Document section section start

But it compares favorably with the landfill disposal fees that topped $70 a ton during a dredging project near Kimberly in 1998 and 1999.

DNR officials believe they can dramatically reduce landfill costs during a whole river cleanup because of economies of scale and by using a pipeline to transfer sediment slurry to a landfill site, on the downstream end of the project, greatly reducing transportation costs. Still, landfill costs in the DNR’s feasibility study for dewatered sediment range from $15 a ton to $95 a ton.

Minergy, in a joint project with the DNR and EPA, built a pilot-scale furnace in Winneconne last summer and melted 10.7 tons of Fox River sediment, creating a shiny, black glass aggregate that tested free of contaminants. The EPA took test samples on all phases of the operation for two weeks, and shared the test results with the DNR.

The tests showed that 99.99 percent of PCBs were destroyed, said Bob Paulson, a DNR toxicologist. The furnace also destroyed all dioxins in the sediment without creating new ones in its emissions stack, he said.

“This is phenomenal destruction,” Paulson said. “We did not measure any dioxins in the stuff that came out of the pollution control equipment.”

Rebecca Katers of the Clean Water Action Council, the local environmental organization that is monitoring cleanup plans, reacted cautiously. She noted that the EPA emission tests will not be official until they have been subjected to rigorous quality assurance reviews.

Katers said pilot-scale projects sometimes offer promises not fulfilled by commercial-scale ventures. Should furnace technology be used on the Fox River, she said, the public should be offered guarantees about clean emissions.

“If this is all true, it would be a big benefit to the cleanup to have a permanent destruction of the PCBs,” Katers said, “but we need to see the proof, and we need assurances that if it doesn’t check out once a furnace is operating, that it will be shut down.”

Paper company officials were unavailable for comment on short notice Friday and Saturday.

In addition to the studies, Minergy joined with two other companies — J.F. Brennen, a dredging company in LaCrosse, and Earth Tech, an environmental consulting firm in Sheboygan — to present a conceptual design of a river cleanup using three industrial melters. The first would be located at Little Lake Butte des Morts, melting 600 tons of sediment and producing 250 tons of glass aggregate daily.

The other two would be located in a single facility near the Green Bay stretch of the river, melting 1,200 tons of sediment and producing 500 tons of glass daily.

Document section section end
Entries supplied section start

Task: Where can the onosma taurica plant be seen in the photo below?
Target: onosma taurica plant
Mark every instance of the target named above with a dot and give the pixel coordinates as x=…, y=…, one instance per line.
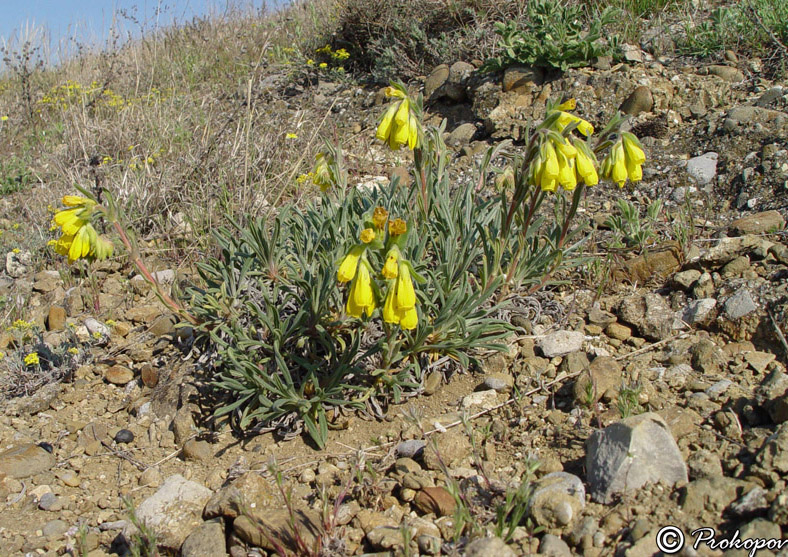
x=351, y=302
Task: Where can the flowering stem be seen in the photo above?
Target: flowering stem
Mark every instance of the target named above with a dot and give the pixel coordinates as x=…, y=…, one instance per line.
x=143, y=269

Entries supplied section end

**Task details**
Continue the text on the Fox River sediment cleanup from its last sentence.

**Response for this exercise**
The furnaces would be quiet, would not emit odors and would be housed within buildings about the size of a grocery store, said Terry Carroll, Minergy’s regional manager.

“It would be a pretty friendly building,” Carroll said. “There are not a lot of moving parts in something like this.”

Carroll said the company easily can market the 750 tons of aggregate that would be produced daily for 16 years. He said the company already is selling the 250 tons of glass produced daily at its sludge-burning plant in Neenah.

The aggregate can be used as construction fill, Carroll said, and as much as 40,000 tons are needed to build a single warehouse above grade. A four-lane highway can use 50,000 tons per mile.

“We have trouble filling large orders because we have a limited supply,” he said.

If all 7.25 million cubic yards of contaminated sediment from the Fox were melted in furnaces, Carroll said, it would produce 3 million tons of glass aggregate during the life of the project.

Ed Lynch, the DNR official coordinating the cleanup studies and the DNR response to the public comments, said the melter studies are good news for the agency.

“We left the door open to look at this as a possible remedy in the cleanup plan,” Lynch said. “It puts us in a favorable position. It allows two options instead of one (for dredged sediments) and it allows us to balance between the two.”

DNR officials said a mix of technologies remains a possibility. Paulson said the paper companies that are expected to pay for the cleanup would have to support the technology as would municipal officials in the Fox Valley.

Appleton Mayor Tim Hanna said Minergy’s concept sounded promising.

“If this works, it has to be better than landfilling the stuff,” Hanna said. “If you can get rid of it, rather than moving out of the river and into the land, isn’t that better?”